Transcribe all records exactly.

| PROVIDED DATA |
::::::::

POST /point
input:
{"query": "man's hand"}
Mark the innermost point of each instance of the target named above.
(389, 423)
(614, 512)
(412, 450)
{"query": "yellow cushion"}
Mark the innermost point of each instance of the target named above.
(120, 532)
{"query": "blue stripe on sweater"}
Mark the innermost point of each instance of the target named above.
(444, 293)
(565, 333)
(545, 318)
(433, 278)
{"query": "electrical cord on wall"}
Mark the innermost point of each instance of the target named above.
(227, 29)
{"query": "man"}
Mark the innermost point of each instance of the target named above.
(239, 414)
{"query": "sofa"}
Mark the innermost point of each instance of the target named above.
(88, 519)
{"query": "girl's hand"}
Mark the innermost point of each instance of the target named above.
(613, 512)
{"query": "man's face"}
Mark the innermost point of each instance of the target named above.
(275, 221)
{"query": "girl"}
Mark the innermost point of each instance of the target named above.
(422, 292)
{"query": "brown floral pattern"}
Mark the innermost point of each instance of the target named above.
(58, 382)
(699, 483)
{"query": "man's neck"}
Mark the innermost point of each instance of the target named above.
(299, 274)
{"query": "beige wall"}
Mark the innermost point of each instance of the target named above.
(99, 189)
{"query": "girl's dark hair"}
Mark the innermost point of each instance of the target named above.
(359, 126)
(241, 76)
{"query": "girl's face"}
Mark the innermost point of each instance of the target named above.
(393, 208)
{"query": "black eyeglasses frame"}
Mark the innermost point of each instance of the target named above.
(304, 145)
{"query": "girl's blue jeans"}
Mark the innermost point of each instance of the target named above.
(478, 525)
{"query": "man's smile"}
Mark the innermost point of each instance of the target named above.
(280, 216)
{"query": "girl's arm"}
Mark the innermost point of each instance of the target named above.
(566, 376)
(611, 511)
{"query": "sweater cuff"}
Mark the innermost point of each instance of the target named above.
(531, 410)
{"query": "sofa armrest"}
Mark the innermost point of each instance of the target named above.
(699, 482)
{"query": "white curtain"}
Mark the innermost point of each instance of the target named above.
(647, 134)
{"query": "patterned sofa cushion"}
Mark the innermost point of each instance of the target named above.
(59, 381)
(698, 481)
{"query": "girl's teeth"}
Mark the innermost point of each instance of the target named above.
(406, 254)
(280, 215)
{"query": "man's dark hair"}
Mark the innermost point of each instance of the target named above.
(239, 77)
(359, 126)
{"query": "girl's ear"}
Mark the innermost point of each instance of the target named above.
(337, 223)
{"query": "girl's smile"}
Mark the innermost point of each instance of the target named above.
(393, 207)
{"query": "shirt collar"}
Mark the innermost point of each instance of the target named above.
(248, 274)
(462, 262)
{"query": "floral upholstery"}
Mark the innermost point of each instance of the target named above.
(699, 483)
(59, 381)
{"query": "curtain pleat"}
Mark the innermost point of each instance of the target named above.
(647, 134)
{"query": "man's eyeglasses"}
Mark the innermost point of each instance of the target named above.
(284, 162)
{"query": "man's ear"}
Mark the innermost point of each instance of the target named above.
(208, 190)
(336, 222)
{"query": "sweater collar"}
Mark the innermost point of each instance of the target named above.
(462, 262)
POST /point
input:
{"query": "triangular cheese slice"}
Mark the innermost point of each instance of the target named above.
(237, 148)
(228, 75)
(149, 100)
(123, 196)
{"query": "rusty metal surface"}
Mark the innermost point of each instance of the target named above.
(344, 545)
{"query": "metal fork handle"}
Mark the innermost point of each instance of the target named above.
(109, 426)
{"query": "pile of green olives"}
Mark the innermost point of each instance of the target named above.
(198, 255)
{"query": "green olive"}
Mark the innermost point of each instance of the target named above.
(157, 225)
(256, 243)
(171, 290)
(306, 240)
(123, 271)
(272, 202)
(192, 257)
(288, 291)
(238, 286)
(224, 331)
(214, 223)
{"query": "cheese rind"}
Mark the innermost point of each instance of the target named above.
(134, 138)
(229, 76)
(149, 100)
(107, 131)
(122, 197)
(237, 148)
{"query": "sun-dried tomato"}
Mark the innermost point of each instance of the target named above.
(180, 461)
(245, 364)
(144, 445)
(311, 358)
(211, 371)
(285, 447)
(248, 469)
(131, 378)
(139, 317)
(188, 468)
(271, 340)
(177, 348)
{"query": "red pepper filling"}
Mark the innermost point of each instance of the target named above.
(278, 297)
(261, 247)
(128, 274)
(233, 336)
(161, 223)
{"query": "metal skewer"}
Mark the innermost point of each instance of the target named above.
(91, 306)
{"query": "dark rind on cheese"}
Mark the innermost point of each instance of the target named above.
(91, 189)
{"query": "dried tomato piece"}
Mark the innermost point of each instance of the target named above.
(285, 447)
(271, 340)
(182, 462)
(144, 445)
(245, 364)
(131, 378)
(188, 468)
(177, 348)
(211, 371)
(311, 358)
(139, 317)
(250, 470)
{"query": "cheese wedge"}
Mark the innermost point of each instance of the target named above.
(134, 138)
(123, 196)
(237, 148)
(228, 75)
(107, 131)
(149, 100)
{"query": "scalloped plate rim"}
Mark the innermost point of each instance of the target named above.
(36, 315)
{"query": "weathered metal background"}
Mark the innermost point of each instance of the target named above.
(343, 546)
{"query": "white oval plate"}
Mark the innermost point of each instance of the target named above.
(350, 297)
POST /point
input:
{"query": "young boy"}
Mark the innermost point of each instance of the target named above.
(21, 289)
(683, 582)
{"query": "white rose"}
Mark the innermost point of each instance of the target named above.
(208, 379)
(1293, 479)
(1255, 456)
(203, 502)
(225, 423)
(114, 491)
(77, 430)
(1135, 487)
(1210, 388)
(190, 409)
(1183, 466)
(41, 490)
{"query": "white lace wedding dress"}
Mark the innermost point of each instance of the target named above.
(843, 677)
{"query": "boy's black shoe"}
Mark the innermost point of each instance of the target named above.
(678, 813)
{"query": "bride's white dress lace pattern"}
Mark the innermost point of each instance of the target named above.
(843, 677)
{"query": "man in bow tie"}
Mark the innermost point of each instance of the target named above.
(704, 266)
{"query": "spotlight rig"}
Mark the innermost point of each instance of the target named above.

::::::::

| OUTPUT FOR THIS TASK |
POST /point
input:
{"query": "man's hand"}
Mark the innermost point of each instance of the target named above.
(389, 423)
(614, 512)
(412, 450)
{"query": "yellow cushion"}
Mark the innermost point of each instance of the target named above.
(120, 532)
{"query": "blue stripe on sweater"}
Mark the innermost point of each instance of the target named above.
(444, 293)
(565, 333)
(545, 318)
(433, 278)
{"query": "electrical cord on wall"}
Mark the innermost point of each instance of the target named above.
(227, 29)
{"query": "man"}
Mark the innermost point of each instance of the target named above.
(239, 414)
{"query": "sofa"}
Mark the innermost point of each instance of the target named above.
(88, 519)
{"query": "girl's hand"}
Mark the innermost point of each instance of the target named above.
(613, 512)
{"query": "man's face"}
Mark the innermost point of each instance of the target named above.
(275, 221)
{"query": "girl"}
Mark the innermost point of each instance of the target named above.
(422, 292)
{"query": "brown floral pattern"}
Mark the innermost point of each instance of the target named above.
(58, 382)
(699, 483)
{"query": "man's neck"}
Mark the innermost point of each instance of the target named above.
(299, 274)
{"query": "beige wall"}
Mark the innermost point of each instance of the target named above.
(99, 189)
{"query": "girl's dark hair"}
Mark the innermost point of each instance of the target named above.
(359, 126)
(241, 76)
{"query": "girl's face"}
Mark the innermost point of each instance of the target named above.
(393, 208)
{"query": "black eyeglasses frame"}
Mark the innermost point of each instance of the target named above.
(304, 145)
{"query": "girl's blue jeans"}
Mark the innermost point of each instance of the target named above.
(478, 525)
{"query": "man's smile"}
Mark the innermost point of each instance of the target named above.
(280, 216)
{"query": "girl's arm"}
Mark the innermost point of each instance of the target named above.
(566, 376)
(611, 511)
{"query": "sweater cuff"}
Mark the innermost point of each instance of the target named above.
(531, 410)
{"query": "sofa armrest"}
Mark the innermost point of each instance of the target named above.
(699, 482)
{"query": "white curtain"}
Mark the innermost point of each instance of the target named above.
(647, 134)
{"query": "patterned sofa cushion"}
Mark the innermost point of each instance of the target named above.
(59, 381)
(698, 481)
{"query": "girl's teeth"}
Mark the innermost point of each instance of the target named above.
(406, 254)
(280, 215)
{"query": "man's dark hair"}
Mark the innermost point of each instance of the target named above.
(239, 77)
(359, 126)
{"query": "girl's ear"}
Mark the innermost point of each instance of the target named above.
(337, 223)
{"query": "girl's smile"}
Mark the innermost point of each instance of the target named above.
(393, 207)
{"query": "shirt collar"}
Mark the innermost point of each instance of the target named above.
(248, 274)
(462, 262)
{"query": "floral upholstery"}
Mark the innermost point of each instance of the target named above.
(699, 483)
(59, 381)
{"query": "curtain pleat"}
Mark the innermost point of each instance of the target named above.
(647, 134)
{"query": "man's eyeglasses"}
Mark the innermost point of each instance of the target named above.
(284, 162)
{"query": "man's ear"}
Mark the innermost point of each instance of the target named above.
(208, 190)
(336, 222)
{"query": "sweater collar"}
Mark the innermost point of each instance of the target named above.
(462, 262)
POST /point
input:
{"query": "triangular cheese slice"}
Mark the innermost point of each instance of the target named above.
(237, 148)
(228, 75)
(149, 100)
(123, 196)
{"query": "rusty metal surface"}
Mark the innermost point of each instance of the target named above.
(344, 545)
{"query": "metal fork handle"}
Mark the innermost point of each instance of the target named above.
(109, 426)
{"query": "pile of green olives"}
Mark the innermost point of each instance of the target named above.
(198, 255)
{"query": "green olive"}
Mark the innermost point of each instance of the target named above.
(157, 225)
(256, 243)
(171, 290)
(306, 240)
(123, 271)
(272, 202)
(192, 257)
(288, 291)
(238, 286)
(224, 331)
(214, 223)
{"query": "cheese rind"}
Mark the innermost point of each instance of the target named above.
(134, 138)
(229, 76)
(149, 100)
(107, 131)
(122, 197)
(237, 148)
{"query": "sun-dried tomato"}
Mark the innermost point of each instance of the target named above.
(180, 461)
(245, 364)
(144, 445)
(311, 358)
(211, 371)
(285, 447)
(248, 469)
(131, 378)
(139, 317)
(188, 468)
(271, 340)
(177, 348)
{"query": "red pepper filling"}
Mark the innermost point of each instance of the target named above.
(278, 297)
(261, 247)
(128, 274)
(233, 336)
(161, 223)
{"query": "metal skewer"}
Mark the innermost point of each instance of the target named above.
(91, 306)
{"query": "dark rind on cheese"}
Mark the innermost point of each instance of the target named above.
(91, 189)
{"query": "dried tomato piece"}
Mark the innermost point of each instance of the target named above.
(285, 447)
(271, 340)
(182, 462)
(144, 445)
(245, 364)
(131, 378)
(188, 468)
(177, 348)
(211, 371)
(311, 358)
(139, 317)
(250, 470)
{"query": "cheese wedge"}
Mark the innermost point of each instance of the target named above.
(134, 138)
(123, 196)
(237, 148)
(228, 75)
(107, 131)
(149, 100)
{"query": "scalloped plate rim"}
Mark the innermost point of each instance of the target named above.
(36, 315)
{"query": "weathered metal background"}
Mark the innermost point of each instance of the target named above.
(343, 546)
{"query": "white oval plate"}
Mark the innermost point of each instance of the target named above.
(350, 297)
POST /point
input:
{"query": "young boy"}
Mark the innermost point of each instance of the target named above.
(21, 289)
(683, 582)
{"query": "white rose"}
Mark the innermost point of each instance of the target named above.
(208, 379)
(1293, 479)
(1255, 456)
(203, 502)
(225, 423)
(114, 491)
(77, 430)
(1135, 487)
(1210, 388)
(190, 409)
(1183, 466)
(41, 490)
{"query": "white lace wedding dress"}
Mark the innermost point of each instance of the target named above.
(843, 677)
{"query": "boy's black shoe"}
Mark the innermost point of each instance of the target named above.
(678, 813)
{"query": "bride's white dress lace pattern"}
Mark the innermost point of each instance of the target named above.
(843, 677)
{"query": "man in bow tie"}
Mark the innermost point of each instance of the target named above.
(704, 266)
{"query": "spotlight rig"}
Mark the innermost point of each instance of the target named above.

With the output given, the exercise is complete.